## BEGIN

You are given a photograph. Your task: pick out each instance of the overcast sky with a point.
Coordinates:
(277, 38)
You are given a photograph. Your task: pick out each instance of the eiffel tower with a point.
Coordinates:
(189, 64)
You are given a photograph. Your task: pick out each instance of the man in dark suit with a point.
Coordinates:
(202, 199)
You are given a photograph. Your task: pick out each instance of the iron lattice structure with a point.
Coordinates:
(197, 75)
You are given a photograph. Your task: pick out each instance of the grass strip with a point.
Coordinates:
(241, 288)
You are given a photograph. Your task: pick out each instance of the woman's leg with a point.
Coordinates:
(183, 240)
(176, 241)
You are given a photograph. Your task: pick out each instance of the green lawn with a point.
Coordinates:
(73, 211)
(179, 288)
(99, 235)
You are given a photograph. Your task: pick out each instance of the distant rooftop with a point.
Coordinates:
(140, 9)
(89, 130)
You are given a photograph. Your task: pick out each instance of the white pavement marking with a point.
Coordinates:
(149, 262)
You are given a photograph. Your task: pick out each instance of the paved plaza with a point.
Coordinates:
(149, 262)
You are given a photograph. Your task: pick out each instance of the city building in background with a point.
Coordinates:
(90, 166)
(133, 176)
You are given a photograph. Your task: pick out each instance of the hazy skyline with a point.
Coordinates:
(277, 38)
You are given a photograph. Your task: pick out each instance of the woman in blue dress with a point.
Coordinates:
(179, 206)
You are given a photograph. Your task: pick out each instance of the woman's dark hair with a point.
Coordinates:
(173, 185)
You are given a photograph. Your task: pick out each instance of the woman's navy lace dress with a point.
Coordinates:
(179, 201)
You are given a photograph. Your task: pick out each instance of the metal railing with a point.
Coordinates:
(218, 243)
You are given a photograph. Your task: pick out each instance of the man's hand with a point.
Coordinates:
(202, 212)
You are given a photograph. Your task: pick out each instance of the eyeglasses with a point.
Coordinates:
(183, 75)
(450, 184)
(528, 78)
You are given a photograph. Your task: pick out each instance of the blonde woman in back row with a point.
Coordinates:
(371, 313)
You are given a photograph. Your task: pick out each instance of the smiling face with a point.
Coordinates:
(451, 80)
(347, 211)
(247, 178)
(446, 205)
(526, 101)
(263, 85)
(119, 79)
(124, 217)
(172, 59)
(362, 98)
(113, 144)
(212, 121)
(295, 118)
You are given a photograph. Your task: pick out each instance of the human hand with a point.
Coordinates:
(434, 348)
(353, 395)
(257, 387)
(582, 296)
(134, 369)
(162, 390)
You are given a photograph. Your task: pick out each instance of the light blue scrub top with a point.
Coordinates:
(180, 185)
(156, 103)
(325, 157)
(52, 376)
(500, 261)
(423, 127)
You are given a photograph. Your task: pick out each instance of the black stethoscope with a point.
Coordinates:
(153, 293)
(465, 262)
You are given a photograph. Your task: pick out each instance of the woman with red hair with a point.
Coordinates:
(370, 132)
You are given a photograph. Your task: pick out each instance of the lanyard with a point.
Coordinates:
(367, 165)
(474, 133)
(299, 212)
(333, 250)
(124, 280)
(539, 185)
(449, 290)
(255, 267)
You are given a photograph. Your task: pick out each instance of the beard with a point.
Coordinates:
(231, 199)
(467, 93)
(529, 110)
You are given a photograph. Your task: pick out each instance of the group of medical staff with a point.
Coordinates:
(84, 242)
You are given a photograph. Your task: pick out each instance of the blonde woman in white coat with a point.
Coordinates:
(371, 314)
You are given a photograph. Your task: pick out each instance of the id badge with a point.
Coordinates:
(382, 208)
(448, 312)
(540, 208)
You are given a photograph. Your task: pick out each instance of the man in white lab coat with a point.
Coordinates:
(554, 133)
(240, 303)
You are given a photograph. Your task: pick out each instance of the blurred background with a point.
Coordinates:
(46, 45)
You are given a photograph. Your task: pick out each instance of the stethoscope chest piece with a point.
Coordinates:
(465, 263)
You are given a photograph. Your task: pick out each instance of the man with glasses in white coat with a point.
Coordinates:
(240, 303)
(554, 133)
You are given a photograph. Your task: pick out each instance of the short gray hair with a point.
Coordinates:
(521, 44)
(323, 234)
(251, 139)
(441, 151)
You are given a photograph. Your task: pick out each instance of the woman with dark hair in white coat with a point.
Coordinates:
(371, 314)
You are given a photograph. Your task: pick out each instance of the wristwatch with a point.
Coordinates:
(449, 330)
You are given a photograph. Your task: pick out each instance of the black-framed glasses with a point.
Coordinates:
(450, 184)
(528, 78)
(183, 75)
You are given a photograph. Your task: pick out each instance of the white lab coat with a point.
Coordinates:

## END

Written request
Copy out the data from the line containing "wristwatch with a point." through the last line of the data, reproducing every line without changes.

Result of this exercise
You are given a photograph. Your task: pick out each instance of the wristwatch with a point.
Coordinates:
(449, 330)
You are given a photograph. Your task: pick out each instance of the black-framed glasses with a point.
Coordinates:
(450, 184)
(528, 78)
(183, 75)
You are given a photograph. Your task: pick out each instance of the white lab coat with a point.
Coordinates:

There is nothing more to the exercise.